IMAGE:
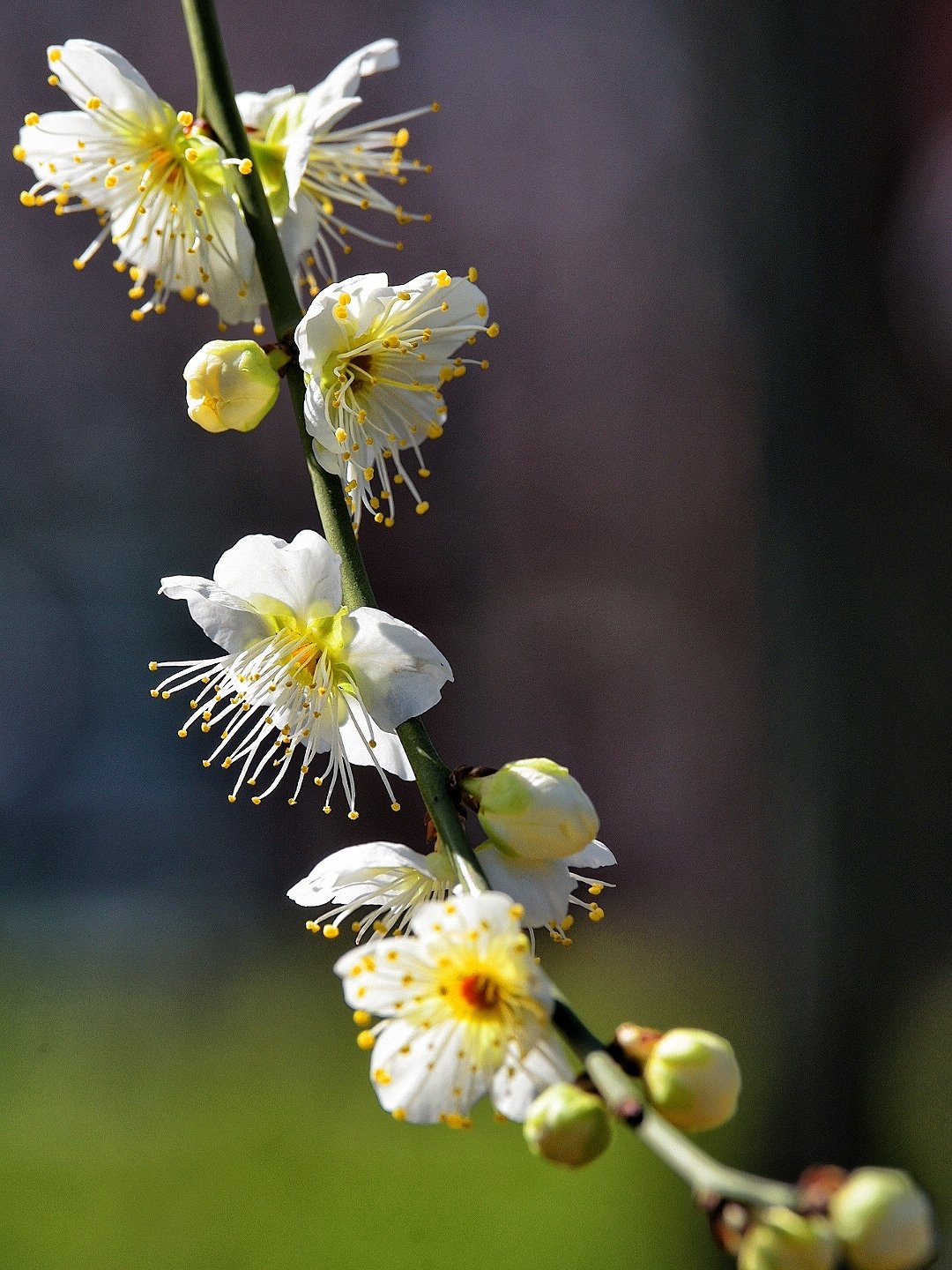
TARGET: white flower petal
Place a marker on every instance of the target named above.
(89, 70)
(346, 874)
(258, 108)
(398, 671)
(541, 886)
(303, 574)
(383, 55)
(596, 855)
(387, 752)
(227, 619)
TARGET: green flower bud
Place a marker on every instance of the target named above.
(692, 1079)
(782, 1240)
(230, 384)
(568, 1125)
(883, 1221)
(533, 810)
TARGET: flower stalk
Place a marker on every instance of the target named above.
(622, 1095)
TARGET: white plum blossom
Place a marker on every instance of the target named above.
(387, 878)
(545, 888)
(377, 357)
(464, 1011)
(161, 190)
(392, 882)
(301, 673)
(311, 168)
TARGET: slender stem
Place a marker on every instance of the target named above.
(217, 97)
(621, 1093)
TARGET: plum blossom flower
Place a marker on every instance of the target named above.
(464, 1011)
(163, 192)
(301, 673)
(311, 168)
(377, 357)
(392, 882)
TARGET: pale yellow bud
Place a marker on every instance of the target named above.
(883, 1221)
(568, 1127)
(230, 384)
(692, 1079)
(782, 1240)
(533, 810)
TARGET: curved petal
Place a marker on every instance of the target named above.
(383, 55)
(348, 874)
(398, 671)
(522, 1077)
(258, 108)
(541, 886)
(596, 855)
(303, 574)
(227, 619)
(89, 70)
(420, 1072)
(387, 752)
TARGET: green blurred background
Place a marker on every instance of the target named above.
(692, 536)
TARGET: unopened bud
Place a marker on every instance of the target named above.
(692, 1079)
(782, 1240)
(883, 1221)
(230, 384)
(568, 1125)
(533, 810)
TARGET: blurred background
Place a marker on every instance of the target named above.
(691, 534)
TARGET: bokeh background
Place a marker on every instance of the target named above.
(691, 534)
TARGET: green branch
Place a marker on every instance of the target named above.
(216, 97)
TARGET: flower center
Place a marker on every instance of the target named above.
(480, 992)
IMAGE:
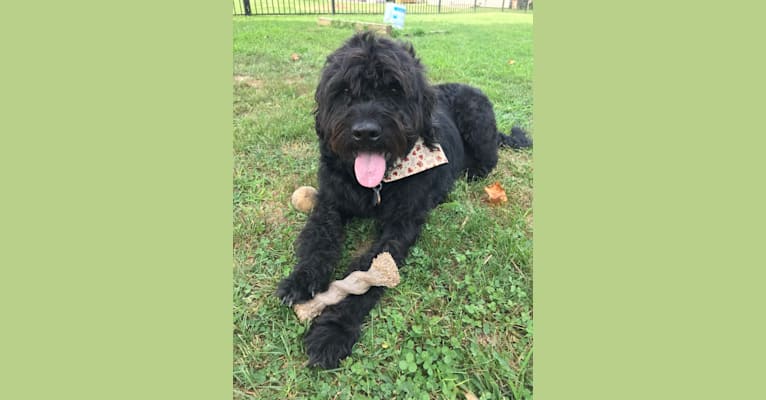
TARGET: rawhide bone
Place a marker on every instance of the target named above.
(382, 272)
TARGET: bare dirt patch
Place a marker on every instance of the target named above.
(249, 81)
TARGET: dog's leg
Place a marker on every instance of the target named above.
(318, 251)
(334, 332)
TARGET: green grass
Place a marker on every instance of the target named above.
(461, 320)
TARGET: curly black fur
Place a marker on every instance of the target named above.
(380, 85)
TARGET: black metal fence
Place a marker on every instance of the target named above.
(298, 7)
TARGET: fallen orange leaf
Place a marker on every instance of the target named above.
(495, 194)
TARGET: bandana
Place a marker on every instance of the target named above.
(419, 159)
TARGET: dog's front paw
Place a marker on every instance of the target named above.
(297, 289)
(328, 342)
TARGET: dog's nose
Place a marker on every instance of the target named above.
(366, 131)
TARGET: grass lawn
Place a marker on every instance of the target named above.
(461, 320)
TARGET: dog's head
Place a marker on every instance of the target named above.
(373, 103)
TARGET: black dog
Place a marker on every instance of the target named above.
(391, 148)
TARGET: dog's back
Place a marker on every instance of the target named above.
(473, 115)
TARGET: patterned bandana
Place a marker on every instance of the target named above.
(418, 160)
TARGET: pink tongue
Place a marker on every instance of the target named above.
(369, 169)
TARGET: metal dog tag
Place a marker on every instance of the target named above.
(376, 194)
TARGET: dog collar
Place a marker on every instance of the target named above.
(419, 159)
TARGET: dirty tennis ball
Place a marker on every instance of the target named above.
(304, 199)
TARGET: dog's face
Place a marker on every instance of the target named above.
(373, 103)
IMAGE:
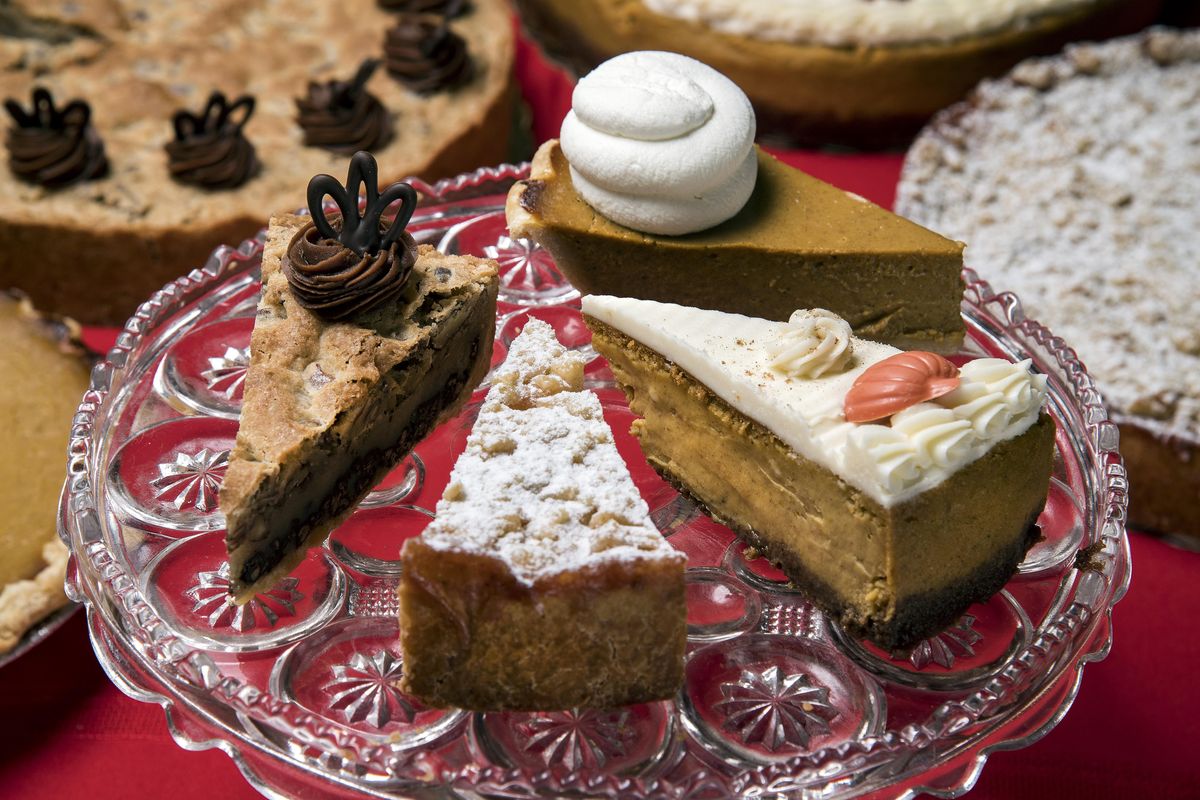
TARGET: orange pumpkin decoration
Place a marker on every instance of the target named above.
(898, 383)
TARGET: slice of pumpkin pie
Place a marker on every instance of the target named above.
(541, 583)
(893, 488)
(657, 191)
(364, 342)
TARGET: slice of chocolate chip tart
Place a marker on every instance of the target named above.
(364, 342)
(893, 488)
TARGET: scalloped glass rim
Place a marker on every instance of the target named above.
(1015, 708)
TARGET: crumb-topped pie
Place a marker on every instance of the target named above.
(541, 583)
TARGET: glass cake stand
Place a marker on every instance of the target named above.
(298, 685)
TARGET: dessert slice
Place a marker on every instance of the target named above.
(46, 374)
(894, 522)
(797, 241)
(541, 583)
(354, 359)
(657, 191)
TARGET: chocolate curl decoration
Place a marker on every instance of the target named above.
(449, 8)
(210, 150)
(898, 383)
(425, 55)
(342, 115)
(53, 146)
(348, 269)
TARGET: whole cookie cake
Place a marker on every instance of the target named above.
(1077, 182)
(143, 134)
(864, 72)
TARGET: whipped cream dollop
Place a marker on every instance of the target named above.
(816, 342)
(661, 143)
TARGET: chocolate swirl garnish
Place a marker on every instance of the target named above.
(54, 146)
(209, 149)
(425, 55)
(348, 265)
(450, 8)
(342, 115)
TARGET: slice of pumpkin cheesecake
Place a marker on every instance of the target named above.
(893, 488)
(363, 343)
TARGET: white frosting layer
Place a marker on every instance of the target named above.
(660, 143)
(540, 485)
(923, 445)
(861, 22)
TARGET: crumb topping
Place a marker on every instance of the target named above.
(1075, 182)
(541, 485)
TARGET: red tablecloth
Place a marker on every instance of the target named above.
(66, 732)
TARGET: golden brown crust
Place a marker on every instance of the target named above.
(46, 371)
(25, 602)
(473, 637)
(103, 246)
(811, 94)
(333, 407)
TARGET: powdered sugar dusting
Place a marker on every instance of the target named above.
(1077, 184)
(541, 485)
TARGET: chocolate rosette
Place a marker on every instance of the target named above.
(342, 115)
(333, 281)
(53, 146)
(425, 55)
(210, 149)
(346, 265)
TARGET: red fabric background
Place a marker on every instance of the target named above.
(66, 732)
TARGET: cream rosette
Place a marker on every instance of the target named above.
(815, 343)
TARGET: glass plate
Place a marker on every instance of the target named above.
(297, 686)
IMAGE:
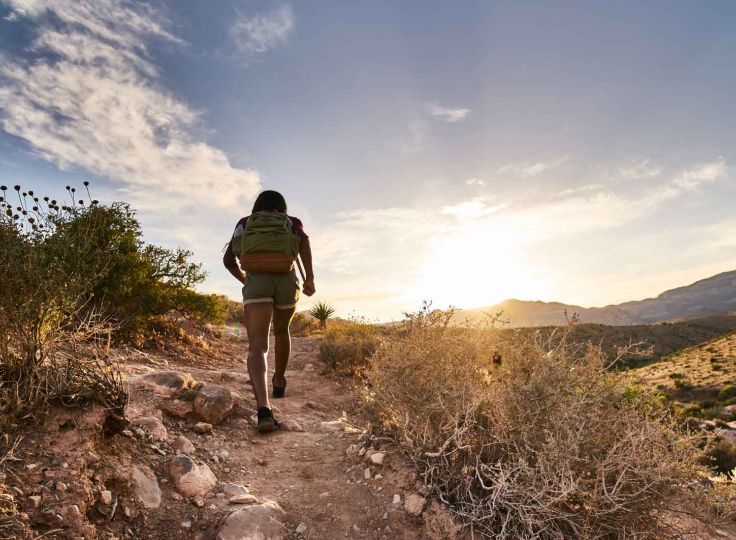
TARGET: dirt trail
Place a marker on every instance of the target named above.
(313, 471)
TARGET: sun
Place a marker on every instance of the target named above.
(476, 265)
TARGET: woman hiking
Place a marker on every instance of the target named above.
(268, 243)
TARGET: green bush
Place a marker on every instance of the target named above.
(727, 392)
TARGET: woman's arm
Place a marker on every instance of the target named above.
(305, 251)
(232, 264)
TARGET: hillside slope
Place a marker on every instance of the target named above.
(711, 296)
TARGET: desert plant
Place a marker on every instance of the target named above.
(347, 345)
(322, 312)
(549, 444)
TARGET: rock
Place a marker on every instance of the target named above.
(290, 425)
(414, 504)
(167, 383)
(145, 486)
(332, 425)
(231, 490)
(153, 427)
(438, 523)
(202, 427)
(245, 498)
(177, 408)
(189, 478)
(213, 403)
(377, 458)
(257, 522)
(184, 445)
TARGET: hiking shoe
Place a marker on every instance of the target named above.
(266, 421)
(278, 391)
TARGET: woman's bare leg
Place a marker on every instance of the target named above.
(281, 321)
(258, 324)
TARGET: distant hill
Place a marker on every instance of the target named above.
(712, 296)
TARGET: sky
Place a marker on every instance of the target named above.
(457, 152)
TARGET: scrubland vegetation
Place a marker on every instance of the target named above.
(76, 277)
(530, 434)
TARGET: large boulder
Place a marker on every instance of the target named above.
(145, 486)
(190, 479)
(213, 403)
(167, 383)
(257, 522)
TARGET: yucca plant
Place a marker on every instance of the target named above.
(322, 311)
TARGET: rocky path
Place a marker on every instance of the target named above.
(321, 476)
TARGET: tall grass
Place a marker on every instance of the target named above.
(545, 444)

━━━━━━━━━━━━━━━━

Instruction -
From the line containing "TARGET: hiking shoe" to the last line of the material, please quote every line exactly and only those.

Output below -
TARGET: hiking shoe
Place a marker on every instance of the target named above.
(266, 421)
(278, 391)
TARGET: woman's bare leg
Place a marker on every instance of the target named above.
(281, 321)
(258, 324)
TARGET: distant hill
Place a marker on every instance of the target named above.
(712, 296)
TARGET: sky
Place a marker on every instance of the target named above.
(457, 152)
TARGET: scrubland vegetation
Place a marker on every instance of the target named above.
(76, 277)
(530, 434)
TARGET: large boulder
Place a marker on every instance of the target named above.
(145, 486)
(190, 479)
(213, 403)
(167, 383)
(257, 522)
TARGET: yucca plant
Place a marker on every instance of the target named above.
(322, 311)
TARGET: rocky path
Place a marker on every instance of the target named above.
(321, 476)
TARGET: tall grass
Place a marker on every instance of the target named above.
(545, 444)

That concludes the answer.